STORED DATA:

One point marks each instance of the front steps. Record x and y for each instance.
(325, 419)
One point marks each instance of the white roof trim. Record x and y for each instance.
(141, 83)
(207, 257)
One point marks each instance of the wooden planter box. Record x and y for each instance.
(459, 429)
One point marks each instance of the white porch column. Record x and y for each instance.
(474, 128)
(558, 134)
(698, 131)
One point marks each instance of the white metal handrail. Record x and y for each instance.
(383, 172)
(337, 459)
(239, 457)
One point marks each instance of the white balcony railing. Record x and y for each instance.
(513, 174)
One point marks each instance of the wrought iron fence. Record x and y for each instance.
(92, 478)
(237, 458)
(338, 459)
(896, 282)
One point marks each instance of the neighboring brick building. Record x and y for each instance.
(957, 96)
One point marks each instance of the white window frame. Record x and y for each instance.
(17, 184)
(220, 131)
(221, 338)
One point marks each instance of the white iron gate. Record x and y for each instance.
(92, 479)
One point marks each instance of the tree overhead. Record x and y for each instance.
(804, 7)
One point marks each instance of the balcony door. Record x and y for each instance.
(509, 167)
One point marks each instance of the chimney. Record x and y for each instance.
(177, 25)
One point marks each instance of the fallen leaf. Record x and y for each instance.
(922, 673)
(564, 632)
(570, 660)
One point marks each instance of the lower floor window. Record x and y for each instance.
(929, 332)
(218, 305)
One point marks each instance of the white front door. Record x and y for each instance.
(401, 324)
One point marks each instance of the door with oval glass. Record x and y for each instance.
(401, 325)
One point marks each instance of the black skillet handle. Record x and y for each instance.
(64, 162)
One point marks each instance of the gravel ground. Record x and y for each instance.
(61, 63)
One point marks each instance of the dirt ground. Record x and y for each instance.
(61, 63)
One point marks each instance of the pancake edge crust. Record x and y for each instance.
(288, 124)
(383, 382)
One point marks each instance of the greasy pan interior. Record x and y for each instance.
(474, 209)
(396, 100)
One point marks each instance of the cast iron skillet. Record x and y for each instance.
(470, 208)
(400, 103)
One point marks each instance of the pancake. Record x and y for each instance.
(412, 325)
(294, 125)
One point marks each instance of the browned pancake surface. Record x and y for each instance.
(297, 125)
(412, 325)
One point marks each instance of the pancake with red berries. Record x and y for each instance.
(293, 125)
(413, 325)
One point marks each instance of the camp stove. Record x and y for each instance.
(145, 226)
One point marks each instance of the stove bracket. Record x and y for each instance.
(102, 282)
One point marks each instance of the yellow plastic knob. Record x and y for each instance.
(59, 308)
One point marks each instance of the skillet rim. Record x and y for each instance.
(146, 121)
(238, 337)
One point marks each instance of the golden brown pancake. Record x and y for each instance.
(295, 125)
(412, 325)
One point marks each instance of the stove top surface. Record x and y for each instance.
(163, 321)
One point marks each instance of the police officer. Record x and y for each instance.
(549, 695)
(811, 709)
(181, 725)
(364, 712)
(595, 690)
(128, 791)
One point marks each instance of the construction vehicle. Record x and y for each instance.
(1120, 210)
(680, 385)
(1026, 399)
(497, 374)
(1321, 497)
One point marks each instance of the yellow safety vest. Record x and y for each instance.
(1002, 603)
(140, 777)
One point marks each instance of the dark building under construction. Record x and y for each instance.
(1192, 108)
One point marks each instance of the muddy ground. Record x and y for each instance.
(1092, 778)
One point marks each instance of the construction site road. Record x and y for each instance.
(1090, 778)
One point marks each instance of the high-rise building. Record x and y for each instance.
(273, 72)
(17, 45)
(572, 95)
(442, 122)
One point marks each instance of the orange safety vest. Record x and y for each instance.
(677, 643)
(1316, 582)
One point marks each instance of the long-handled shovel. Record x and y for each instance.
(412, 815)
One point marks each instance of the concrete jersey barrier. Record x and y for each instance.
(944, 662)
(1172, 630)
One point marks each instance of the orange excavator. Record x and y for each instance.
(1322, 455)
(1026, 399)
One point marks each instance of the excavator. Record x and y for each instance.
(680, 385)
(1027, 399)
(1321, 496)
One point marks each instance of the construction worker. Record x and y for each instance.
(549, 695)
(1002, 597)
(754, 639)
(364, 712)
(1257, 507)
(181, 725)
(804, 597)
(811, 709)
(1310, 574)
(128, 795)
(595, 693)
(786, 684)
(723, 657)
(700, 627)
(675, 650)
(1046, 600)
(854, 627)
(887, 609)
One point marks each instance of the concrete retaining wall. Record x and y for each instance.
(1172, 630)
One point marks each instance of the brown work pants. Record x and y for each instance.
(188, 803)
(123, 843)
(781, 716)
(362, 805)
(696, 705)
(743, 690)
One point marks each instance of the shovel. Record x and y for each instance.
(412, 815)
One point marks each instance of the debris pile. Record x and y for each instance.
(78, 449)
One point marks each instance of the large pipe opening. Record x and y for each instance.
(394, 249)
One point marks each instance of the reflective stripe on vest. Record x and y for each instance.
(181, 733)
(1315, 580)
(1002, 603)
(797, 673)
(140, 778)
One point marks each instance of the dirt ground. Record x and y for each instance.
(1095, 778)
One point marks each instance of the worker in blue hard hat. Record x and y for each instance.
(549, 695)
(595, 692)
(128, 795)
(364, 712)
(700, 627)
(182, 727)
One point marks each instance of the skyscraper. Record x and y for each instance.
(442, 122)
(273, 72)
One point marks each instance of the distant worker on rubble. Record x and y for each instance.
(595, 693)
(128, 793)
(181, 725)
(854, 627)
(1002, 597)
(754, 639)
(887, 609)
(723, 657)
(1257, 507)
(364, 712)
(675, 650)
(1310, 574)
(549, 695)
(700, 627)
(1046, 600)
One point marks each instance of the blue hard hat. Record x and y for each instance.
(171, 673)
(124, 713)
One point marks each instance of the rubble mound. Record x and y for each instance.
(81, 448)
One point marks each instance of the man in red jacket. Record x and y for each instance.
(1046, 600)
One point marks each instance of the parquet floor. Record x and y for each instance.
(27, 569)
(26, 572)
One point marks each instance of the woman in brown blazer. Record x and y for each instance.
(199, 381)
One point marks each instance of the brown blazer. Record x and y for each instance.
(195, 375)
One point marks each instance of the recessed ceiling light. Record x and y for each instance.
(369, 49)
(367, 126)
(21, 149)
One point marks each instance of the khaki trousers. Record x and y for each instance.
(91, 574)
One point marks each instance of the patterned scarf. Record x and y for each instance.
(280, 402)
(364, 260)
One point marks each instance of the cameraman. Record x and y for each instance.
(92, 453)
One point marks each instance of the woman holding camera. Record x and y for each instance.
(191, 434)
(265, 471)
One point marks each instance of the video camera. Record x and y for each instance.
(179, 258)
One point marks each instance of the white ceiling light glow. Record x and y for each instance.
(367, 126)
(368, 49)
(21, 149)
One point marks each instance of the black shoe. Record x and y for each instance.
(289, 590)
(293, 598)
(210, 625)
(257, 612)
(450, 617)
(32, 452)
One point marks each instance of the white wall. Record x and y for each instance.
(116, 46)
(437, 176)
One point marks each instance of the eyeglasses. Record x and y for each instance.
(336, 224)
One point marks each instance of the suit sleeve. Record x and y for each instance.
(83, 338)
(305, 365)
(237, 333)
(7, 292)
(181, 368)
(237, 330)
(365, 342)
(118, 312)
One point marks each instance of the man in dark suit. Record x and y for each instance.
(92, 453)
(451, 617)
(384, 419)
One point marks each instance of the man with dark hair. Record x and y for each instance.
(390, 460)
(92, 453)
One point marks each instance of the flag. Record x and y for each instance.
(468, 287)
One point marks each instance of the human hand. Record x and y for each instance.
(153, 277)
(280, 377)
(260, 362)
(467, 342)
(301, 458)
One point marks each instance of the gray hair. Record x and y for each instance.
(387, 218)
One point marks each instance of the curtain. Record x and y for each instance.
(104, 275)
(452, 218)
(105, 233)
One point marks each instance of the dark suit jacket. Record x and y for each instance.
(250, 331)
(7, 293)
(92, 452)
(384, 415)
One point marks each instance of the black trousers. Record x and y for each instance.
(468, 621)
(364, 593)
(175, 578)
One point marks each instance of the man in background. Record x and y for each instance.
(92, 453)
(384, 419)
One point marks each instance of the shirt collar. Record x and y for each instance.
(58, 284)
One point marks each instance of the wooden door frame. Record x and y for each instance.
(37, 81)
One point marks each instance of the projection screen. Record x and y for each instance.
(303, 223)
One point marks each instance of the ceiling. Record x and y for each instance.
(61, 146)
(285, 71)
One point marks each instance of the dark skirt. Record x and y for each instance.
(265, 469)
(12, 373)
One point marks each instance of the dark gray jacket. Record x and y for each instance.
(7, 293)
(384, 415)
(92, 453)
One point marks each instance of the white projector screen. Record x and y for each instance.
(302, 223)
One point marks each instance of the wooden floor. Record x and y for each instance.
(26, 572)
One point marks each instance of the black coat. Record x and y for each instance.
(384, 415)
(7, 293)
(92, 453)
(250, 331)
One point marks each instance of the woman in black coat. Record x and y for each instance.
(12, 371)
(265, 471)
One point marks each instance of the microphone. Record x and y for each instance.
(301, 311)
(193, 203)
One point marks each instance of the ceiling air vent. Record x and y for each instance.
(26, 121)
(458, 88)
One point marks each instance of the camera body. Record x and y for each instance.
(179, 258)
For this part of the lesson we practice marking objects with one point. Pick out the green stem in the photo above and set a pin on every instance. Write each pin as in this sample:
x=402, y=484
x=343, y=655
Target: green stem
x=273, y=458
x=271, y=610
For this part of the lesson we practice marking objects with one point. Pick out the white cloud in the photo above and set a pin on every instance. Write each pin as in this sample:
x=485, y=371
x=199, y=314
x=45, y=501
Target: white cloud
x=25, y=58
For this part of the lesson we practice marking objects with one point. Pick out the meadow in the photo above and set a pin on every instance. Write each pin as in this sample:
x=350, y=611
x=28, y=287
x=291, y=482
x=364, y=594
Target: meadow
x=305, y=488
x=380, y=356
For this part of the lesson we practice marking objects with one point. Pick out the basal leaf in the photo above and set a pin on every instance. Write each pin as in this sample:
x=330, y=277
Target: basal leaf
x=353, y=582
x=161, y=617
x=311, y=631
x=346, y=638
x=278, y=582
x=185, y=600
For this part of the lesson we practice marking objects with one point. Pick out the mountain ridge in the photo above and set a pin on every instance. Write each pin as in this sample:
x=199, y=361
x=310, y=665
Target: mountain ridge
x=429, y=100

TASK DETAILS: For the listing above, print only the lines starting at the line containing "x=45, y=501" and ending at the line containing "x=364, y=594", exactly, both included.

WORKED SOLUTION:
x=45, y=501
Target: white cloud
x=25, y=58
For this part of the lesson we practice marking objects with one point. Pick out the meadow in the photo above and set a pin on every instance. Write each pin as in this sample:
x=350, y=611
x=28, y=287
x=291, y=482
x=364, y=594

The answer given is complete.